#### WORK INSTRUCTIONS:
Render every line of the records below as a numbered list, leaving out blank lines and omitting the pictures.

#### RECORDS FOR THE EXERCISE:

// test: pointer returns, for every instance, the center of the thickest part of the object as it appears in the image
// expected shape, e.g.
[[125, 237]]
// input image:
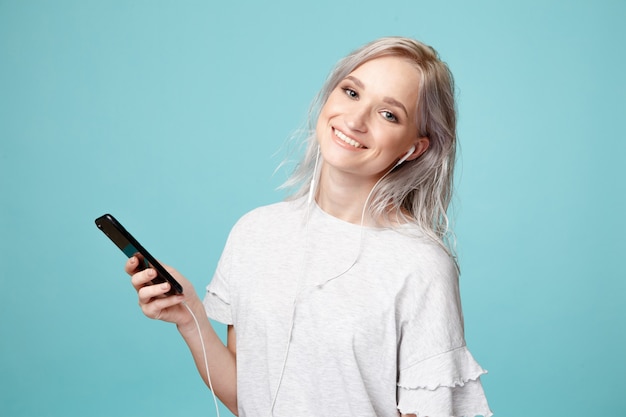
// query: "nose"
[[357, 119]]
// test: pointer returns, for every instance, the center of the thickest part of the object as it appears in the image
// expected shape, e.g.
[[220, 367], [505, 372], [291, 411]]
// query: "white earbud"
[[409, 153]]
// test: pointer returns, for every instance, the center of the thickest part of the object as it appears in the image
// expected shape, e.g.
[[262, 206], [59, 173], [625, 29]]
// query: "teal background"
[[172, 116]]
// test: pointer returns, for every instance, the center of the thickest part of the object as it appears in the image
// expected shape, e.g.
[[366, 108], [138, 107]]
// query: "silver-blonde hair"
[[420, 190]]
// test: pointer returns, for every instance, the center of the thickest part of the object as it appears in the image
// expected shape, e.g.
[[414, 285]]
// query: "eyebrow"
[[389, 100]]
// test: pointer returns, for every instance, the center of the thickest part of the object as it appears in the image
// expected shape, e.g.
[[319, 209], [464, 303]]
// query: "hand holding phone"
[[131, 247]]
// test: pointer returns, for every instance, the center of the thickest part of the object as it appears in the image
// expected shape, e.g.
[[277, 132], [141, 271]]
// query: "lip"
[[346, 141]]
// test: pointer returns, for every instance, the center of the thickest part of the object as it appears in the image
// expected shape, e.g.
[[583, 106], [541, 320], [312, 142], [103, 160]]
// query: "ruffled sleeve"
[[437, 375], [444, 385], [217, 300]]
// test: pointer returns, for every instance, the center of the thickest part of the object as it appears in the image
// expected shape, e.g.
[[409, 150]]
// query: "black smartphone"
[[129, 245]]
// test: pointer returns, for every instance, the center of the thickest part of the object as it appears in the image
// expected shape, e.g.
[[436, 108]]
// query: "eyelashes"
[[354, 95]]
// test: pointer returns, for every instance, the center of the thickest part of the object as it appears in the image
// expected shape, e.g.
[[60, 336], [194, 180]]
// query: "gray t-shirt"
[[334, 319]]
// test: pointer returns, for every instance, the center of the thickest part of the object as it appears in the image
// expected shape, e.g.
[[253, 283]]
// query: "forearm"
[[221, 361]]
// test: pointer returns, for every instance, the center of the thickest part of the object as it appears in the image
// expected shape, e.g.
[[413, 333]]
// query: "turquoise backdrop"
[[172, 116]]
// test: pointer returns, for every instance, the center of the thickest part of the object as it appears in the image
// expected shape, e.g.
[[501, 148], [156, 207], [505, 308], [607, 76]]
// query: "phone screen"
[[131, 247]]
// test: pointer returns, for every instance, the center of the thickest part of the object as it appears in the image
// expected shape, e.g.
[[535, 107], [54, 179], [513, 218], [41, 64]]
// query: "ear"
[[421, 145]]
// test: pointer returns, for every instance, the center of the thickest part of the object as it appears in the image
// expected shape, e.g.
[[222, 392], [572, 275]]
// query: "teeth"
[[346, 139]]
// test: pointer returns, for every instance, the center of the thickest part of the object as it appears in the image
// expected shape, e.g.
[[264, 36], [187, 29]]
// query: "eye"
[[350, 92], [389, 116]]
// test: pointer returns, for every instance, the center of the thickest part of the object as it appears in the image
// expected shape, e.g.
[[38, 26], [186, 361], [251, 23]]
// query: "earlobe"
[[420, 146]]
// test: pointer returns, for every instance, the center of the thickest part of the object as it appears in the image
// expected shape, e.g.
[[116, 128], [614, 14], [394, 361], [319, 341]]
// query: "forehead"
[[389, 75]]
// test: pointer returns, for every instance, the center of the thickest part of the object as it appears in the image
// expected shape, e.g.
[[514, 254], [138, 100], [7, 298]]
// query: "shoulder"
[[410, 246], [272, 216]]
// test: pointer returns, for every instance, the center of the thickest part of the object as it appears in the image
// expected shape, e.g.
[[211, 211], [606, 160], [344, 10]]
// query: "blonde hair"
[[420, 190]]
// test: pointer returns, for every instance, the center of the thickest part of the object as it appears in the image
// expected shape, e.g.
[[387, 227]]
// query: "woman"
[[343, 300]]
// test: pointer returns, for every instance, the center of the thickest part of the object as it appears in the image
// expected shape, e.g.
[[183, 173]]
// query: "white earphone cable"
[[206, 362]]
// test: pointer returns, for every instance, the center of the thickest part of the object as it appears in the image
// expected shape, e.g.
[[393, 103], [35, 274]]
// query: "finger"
[[150, 292], [131, 265], [143, 278], [158, 308]]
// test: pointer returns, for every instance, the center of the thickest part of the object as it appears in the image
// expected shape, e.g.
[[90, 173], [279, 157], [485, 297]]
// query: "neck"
[[344, 196]]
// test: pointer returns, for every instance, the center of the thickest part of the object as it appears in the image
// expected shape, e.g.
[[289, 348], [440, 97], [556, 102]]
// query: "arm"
[[221, 359]]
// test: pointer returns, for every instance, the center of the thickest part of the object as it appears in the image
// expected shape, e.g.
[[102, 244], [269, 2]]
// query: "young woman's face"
[[368, 122]]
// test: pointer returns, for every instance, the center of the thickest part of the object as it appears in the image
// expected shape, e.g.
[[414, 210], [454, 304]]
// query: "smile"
[[346, 139]]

#### EXERCISE SOLUTION:
1. // test: pointer returns, for every instance, the center of the thickest part of the object as it appears in the image
2. // expected shape, e.g.
3. [[125, 237]]
4. // input image:
5. // query: "nose"
6. [[357, 119]]
7. // test: pointer returns, for every instance, the center of the thickest part of the object as it appears in the image
8. // expected shape, e.g.
9. [[220, 367], [505, 372], [291, 411]]
10. // query: "white earbud"
11. [[409, 153]]
12. // test: pointer returns, for every instance, the center of the thickest part of the object as it appears in the image
13. // expected shape, e.g.
14. [[262, 206], [59, 173], [625, 29]]
15. // query: "teal background"
16. [[172, 116]]
17. // test: pointer returns, for every instance, the center of the thickest part of the object as it appears in the image
18. // expected shape, e.g.
19. [[366, 108], [138, 107]]
20. // query: "silver-blonde hair"
21. [[420, 190]]
22. // test: pointer returns, for every instance, the center of the thickest part of the object as it appears in the image
23. // expected shape, e.g.
24. [[414, 285]]
25. // query: "eyebrow"
26. [[389, 100]]
27. // test: pointer returns, for every instance, the center of the thickest part of the object as it appears in the image
28. // expected shape, e.g.
29. [[319, 209], [464, 303]]
30. // query: "hand holding phone"
31. [[131, 247]]
32. // test: pointer returns, for every instance, the center of the thickest part of the object as it appears in the image
33. // expected shape, e.g.
34. [[277, 132], [141, 271]]
35. // query: "lip"
36. [[346, 141]]
37. // test: pointer returns, for every instance, the center of the thickest part of the object as it appears in the image
38. // expected shape, e.g.
39. [[583, 106], [541, 320], [312, 142], [103, 160]]
40. // query: "ruffled sleeve"
41. [[437, 375], [444, 385], [217, 300]]
42. // test: pointer returns, for every instance, the center of the thickest part of the object as it appears in the image
43. // expected shape, e.g.
44. [[409, 150]]
45. // query: "black smartphone"
46. [[129, 245]]
47. // test: pointer returns, for every instance, the center of the thickest part of the object as it appears in the image
48. // expected shape, e.g.
49. [[436, 108]]
50. // query: "eyelashes"
51. [[354, 95]]
52. // test: pointer returns, for every instance, the center of the thickest part of the object as it appears in the image
53. // expected shape, e.g.
54. [[60, 336], [194, 180]]
55. // query: "gray t-shirt"
56. [[334, 319]]
57. // test: pointer returns, for every instance, the center of the thickest part of the object as it appears in the image
58. // expected shape, e.g.
59. [[253, 283]]
60. // query: "forearm"
61. [[221, 361]]
62. // test: pointer returns, for every instance, the center of the thickest part of the object as it appears in the image
63. // expected shape, e.g.
64. [[413, 333]]
65. // query: "turquoise backdrop"
66. [[172, 116]]
67. // test: pointer returns, for every instance, the center of the thickest part of the object as it appears in the image
68. // expected shape, e.g.
69. [[501, 148], [156, 207], [505, 308], [607, 76]]
70. // query: "phone screen"
71. [[131, 247]]
72. // test: pointer returns, for every instance, the center of the thickest part of the object as it appears in the image
73. // expected shape, e.g.
74. [[535, 107], [54, 179], [513, 218], [41, 64]]
75. // query: "ear"
76. [[421, 145]]
77. // test: pointer returns, for every instance, the center of the thickest part of the object as it appears in the image
78. // expected shape, e.g.
79. [[222, 392], [572, 275]]
80. // query: "teeth"
81. [[346, 139]]
82. // test: pointer returns, for every instance, the center of the thickest part of the object as it appears in the image
83. // expected shape, e.g.
84. [[264, 36], [187, 29]]
85. // query: "eye"
86. [[350, 92], [389, 116]]
87. // test: pointer returns, for every instance, the center of the thickest part of the object as it appears in the image
88. // expected shape, e.g.
89. [[38, 26], [186, 361], [251, 23]]
90. // query: "earlobe"
91. [[420, 146]]
92. // test: pointer returns, for every instance, the center of the thickest part of the object as it appears in the image
93. // expected shape, e.g.
94. [[116, 128], [614, 14], [394, 361], [319, 341]]
95. // query: "forehead"
96. [[389, 75]]
97. // test: pointer returns, for every instance, the center of the thickest part of the object as it appears in the image
98. // expected shape, e.g.
99. [[514, 254], [138, 100], [7, 298]]
100. // query: "shoulder"
101. [[410, 246], [272, 216]]
102. // test: pointer returns, for every instance, the center of the thickest part of the object as it appears in the image
103. // expected shape, e.g.
104. [[211, 211], [606, 160], [344, 10]]
105. // query: "blonde hair"
106. [[420, 190]]
107. // test: pointer returns, for every instance, the center of the thickest part of the object as it appears in the image
108. // expected shape, e.g.
109. [[387, 227]]
110. // query: "woman"
111. [[343, 300]]
112. // test: pointer returns, for every instance, the center of the thickest part of the object as it appears in the image
113. // expected shape, e.g.
114. [[183, 173]]
115. // query: "white earphone cable"
116. [[206, 362]]
117. // test: pointer returns, for every instance, the center of the thickest part of the object as it appears in the image
118. // expected shape, e.g.
119. [[393, 103], [35, 274]]
120. // query: "finger"
121. [[150, 292], [131, 265], [143, 278], [158, 308]]
122. // test: pointer returns, for every instance, the center of the thickest part of the object as it appears in the image
123. // expected shape, e.g.
124. [[90, 173], [279, 157], [485, 297]]
125. // query: "neck"
126. [[344, 196]]
127. // test: pointer returns, for every instance, the center of the thickest part of the object as it appears in the image
128. // expected shape, e.g.
129. [[289, 348], [440, 97], [556, 102]]
130. // query: "arm"
131. [[221, 359]]
132. // test: pointer returns, for every instance, the center of the thickest part of the object as it appears in the image
133. // expected shape, e.g.
134. [[102, 244], [269, 2]]
135. // query: "young woman's face"
136. [[368, 122]]
137. // test: pointer returns, for every instance, the center of the thickest part of the object as it appears in the image
138. // expected shape, e.g.
139. [[414, 210], [454, 304]]
140. // query: "smile"
141. [[346, 139]]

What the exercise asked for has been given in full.